- Task brief:
From the data, copy out every line in which the word "below" appears.

══ Raw data ══

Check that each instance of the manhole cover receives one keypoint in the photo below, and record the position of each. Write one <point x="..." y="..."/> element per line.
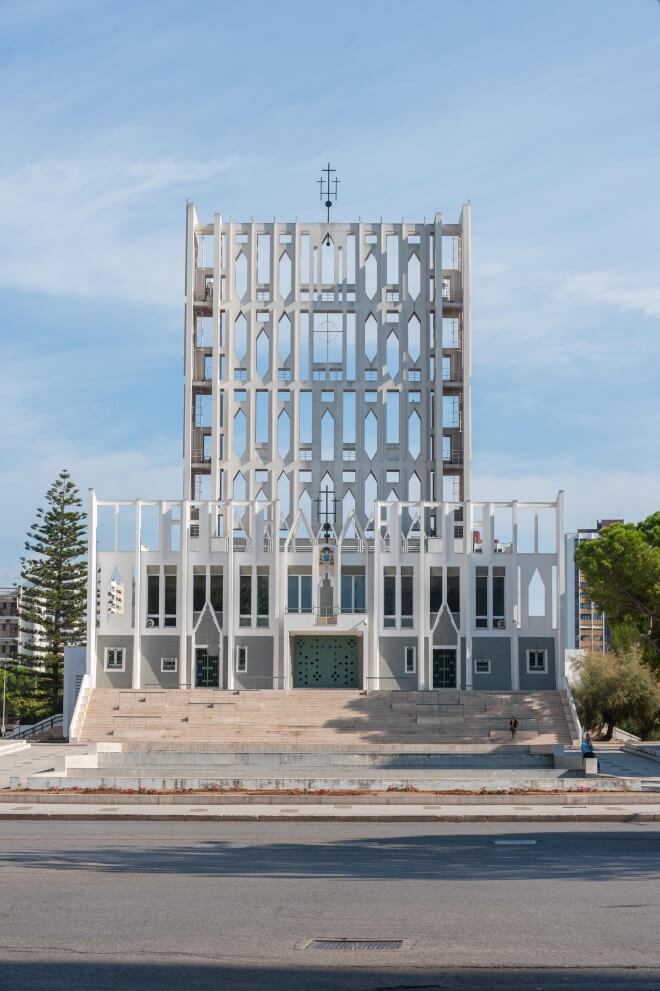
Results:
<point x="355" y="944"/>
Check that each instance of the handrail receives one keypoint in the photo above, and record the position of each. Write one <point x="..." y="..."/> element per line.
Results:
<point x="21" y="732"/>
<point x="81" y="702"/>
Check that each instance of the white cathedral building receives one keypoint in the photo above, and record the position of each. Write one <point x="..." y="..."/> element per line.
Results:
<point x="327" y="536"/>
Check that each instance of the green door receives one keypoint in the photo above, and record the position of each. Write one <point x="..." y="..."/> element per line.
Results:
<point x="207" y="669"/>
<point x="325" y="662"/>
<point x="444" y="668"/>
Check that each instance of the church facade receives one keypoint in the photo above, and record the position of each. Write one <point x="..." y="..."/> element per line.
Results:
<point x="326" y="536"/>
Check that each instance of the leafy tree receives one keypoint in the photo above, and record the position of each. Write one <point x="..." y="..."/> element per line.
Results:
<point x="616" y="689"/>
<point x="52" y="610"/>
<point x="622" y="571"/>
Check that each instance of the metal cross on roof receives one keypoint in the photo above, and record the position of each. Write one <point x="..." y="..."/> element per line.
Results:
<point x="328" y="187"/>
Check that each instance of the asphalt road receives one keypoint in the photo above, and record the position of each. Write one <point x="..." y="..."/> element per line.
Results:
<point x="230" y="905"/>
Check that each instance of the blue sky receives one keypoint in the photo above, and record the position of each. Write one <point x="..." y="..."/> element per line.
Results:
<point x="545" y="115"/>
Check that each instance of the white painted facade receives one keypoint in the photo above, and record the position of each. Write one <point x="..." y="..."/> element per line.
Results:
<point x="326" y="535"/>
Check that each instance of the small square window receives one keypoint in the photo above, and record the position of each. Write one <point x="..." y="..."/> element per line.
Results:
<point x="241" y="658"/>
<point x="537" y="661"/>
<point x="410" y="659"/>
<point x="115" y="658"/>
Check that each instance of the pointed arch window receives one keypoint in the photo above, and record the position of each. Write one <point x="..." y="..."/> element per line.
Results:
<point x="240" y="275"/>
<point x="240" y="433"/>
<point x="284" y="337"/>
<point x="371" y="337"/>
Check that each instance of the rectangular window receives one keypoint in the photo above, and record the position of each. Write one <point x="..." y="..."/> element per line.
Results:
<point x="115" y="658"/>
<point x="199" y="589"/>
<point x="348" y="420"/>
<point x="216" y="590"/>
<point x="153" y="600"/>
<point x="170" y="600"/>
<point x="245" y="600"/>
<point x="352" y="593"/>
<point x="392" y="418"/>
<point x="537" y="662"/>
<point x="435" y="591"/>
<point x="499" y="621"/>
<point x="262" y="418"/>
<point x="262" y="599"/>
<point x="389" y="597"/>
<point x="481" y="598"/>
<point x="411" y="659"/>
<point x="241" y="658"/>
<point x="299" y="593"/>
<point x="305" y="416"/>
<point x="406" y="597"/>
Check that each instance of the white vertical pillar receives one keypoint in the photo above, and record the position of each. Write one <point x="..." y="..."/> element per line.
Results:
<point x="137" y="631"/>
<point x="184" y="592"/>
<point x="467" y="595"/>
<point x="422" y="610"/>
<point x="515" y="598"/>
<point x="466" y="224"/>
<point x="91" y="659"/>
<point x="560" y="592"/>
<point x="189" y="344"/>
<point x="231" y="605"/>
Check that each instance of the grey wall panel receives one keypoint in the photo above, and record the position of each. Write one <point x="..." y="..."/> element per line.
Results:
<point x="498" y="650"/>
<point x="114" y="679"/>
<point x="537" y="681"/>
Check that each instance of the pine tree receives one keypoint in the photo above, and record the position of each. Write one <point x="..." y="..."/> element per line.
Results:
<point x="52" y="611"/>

═══
══ Raw data ══

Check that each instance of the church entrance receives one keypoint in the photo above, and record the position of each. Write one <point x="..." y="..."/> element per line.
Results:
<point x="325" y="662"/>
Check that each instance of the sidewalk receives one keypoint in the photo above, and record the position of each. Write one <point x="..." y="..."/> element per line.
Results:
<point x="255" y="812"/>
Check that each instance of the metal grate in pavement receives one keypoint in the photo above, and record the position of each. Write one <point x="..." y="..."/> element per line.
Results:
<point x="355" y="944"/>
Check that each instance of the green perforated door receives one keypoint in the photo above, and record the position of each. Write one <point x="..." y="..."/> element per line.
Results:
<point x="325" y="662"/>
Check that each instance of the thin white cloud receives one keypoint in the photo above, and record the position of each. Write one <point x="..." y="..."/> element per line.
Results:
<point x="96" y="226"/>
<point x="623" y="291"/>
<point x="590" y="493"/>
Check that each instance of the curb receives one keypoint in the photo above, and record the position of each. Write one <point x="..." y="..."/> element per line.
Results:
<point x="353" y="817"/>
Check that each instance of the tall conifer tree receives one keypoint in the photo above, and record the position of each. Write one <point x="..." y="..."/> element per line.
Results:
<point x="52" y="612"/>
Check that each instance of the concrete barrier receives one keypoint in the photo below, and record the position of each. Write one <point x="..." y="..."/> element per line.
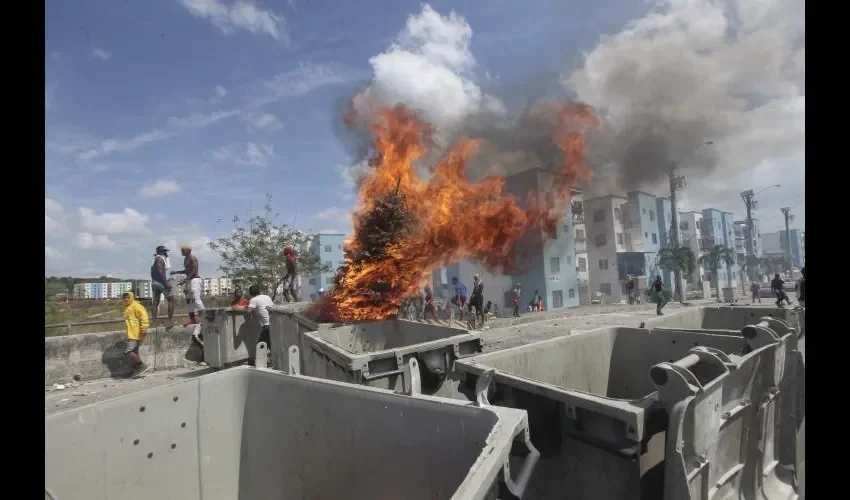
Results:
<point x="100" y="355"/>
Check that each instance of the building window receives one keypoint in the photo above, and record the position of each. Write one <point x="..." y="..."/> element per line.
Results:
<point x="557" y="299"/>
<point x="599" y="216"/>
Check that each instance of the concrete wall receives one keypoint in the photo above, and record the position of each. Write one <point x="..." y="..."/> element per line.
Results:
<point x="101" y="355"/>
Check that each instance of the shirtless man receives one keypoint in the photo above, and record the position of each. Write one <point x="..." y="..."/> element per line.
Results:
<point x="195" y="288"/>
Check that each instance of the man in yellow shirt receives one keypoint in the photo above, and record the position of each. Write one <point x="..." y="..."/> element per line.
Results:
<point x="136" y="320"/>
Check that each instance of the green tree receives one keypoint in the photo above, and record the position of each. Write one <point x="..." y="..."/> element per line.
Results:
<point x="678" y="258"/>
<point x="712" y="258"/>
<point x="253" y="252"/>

═══

- Exercise response:
Check that each instance of the manhole cover receives one keypoint in the photo below, and record the position of each. Write one <point x="..." y="..."/> element per line.
Check that each instance of the concrete barrier receives one keypoint in the photo below, and record the position of each. Write one <point x="..." y="..."/> element per line.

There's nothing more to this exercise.